Your instructions
Rewrite the records below as a numbered list, skipping blank lines and leaving out the pictures.
Begin Exercise inputs
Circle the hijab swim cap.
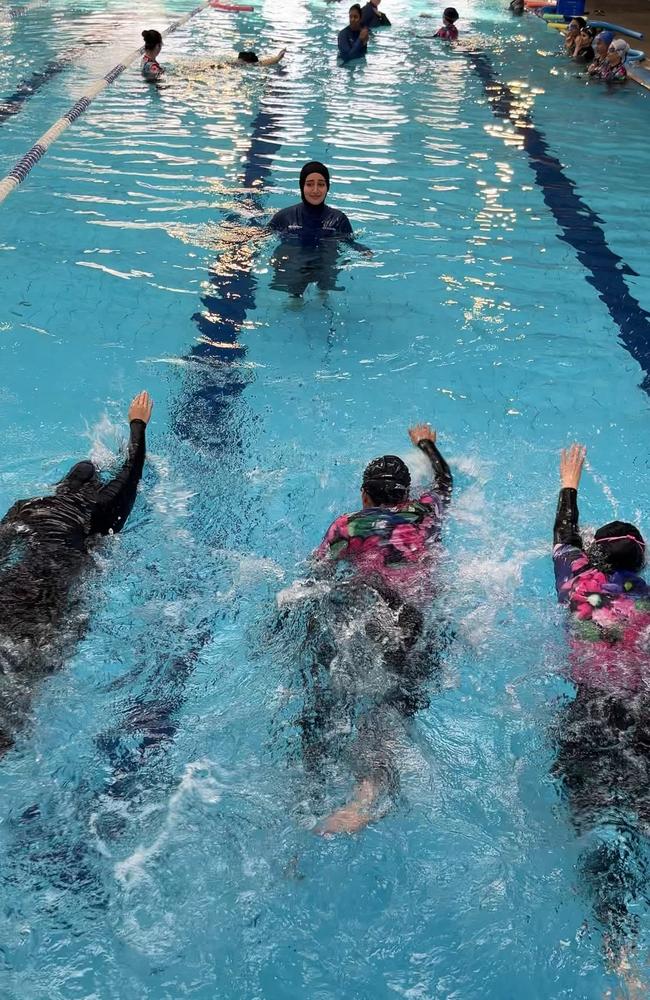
[594,31,614,45]
[363,455,411,504]
[589,521,645,573]
[142,28,162,51]
[609,38,630,62]
[300,160,330,201]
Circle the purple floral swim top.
[316,493,443,589]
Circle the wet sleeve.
[418,439,454,503]
[90,420,146,535]
[314,514,349,561]
[553,486,582,549]
[553,487,590,604]
[269,206,297,233]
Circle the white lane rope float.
[0,0,254,203]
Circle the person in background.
[0,392,153,753]
[598,38,630,83]
[433,7,458,42]
[564,17,587,56]
[313,424,453,834]
[553,444,650,984]
[141,28,165,83]
[361,0,390,29]
[338,3,369,62]
[573,25,596,63]
[587,31,614,76]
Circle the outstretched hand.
[409,424,436,445]
[128,389,153,424]
[560,444,587,490]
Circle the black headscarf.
[300,160,330,201]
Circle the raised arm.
[258,49,287,66]
[553,444,587,549]
[339,28,368,62]
[409,424,454,503]
[90,392,153,535]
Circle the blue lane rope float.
[0,0,252,203]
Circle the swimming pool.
[0,0,650,1000]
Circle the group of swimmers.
[141,0,459,83]
[140,28,286,83]
[0,0,650,984]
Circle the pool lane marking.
[0,43,106,125]
[102,85,282,764]
[0,0,249,203]
[464,52,650,393]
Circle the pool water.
[0,0,650,1000]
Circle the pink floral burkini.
[316,493,443,592]
[433,24,458,42]
[553,544,650,693]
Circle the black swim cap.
[589,521,645,573]
[300,160,330,199]
[363,455,411,504]
[142,28,162,49]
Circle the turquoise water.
[0,0,650,1000]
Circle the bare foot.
[314,802,372,837]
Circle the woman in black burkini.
[269,160,372,298]
[0,392,153,753]
[553,445,650,997]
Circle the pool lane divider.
[0,0,253,203]
[464,52,650,394]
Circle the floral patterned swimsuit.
[142,56,165,81]
[553,490,650,694]
[598,60,627,83]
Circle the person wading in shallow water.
[0,392,153,753]
[303,424,453,834]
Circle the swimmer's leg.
[314,706,399,836]
[314,778,382,837]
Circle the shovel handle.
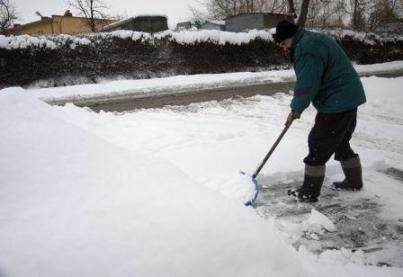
End Exercise inputs
Problem solution
1. Circle the hijab swim cap.
2. [594,31,614,45]
3. [363,455,411,504]
4. [589,521,645,573]
5. [142,28,162,51]
6. [609,38,630,62]
7. [300,160,330,201]
8. Circle the purple floral swim top.
9. [316,493,443,589]
10. Circle the wet sleeve.
11. [418,439,454,503]
12. [90,420,146,535]
13. [314,514,349,561]
14. [553,486,582,549]
15. [553,487,590,604]
16. [269,206,297,233]
17. Circle the white lane rope float.
18. [0,0,254,203]
19. Circle the person in background.
20. [0,392,153,753]
21. [598,38,630,83]
22. [433,7,458,42]
23. [564,17,587,56]
24. [313,424,453,834]
25. [553,444,650,984]
26. [141,28,165,83]
27. [361,0,390,29]
28. [338,3,369,62]
29. [573,25,596,63]
30. [587,31,614,76]
31. Circle the outstretched hand.
32. [409,424,436,445]
33. [128,389,153,424]
34. [560,444,587,490]
35. Circle the black headscarf.
36. [300,160,330,201]
37. Circle the raised arm.
38. [258,49,287,66]
39. [553,444,587,549]
40. [339,28,368,62]
41. [409,424,454,503]
42. [90,392,153,535]
43. Circle the blue lane rope float.
44. [0,0,252,203]
45. Circle the swimming pool.
46. [0,0,650,1000]
47. Circle the group of swimmers.
48. [141,0,459,83]
49. [140,28,286,83]
50. [0,0,650,984]
51. Circle the pool lane marking.
52. [0,43,106,125]
53. [102,85,282,764]
54. [0,0,249,203]
55. [464,52,650,393]
56. Circle the pool water.
57. [0,0,650,1000]
58. Circle the pink floral burkini.
59. [316,493,443,592]
60. [433,24,458,42]
61. [553,544,650,693]
62. Circle the black swim cap.
63. [589,521,645,573]
64. [300,160,330,199]
65. [363,455,411,504]
66. [142,28,162,49]
67. Circle the turquoise water.
68. [0,0,650,1000]
69. Circle the bare foot.
70. [314,802,372,837]
71. Circle the woman in black burkini.
72. [269,160,372,298]
73. [0,392,153,753]
74. [553,445,650,997]
75. Circle the pool lane divider.
76. [0,0,253,203]
77. [464,52,650,394]
78. Circle the floral patterned swimsuit.
79. [142,56,165,81]
80. [553,490,650,694]
81. [598,60,627,83]
82. Circle the person wading in shallow water.
83. [0,392,153,753]
84. [303,424,453,834]
85. Circle the swimmer's leg.
86. [314,706,399,836]
87. [314,778,382,837]
88. Circle the shovel handle.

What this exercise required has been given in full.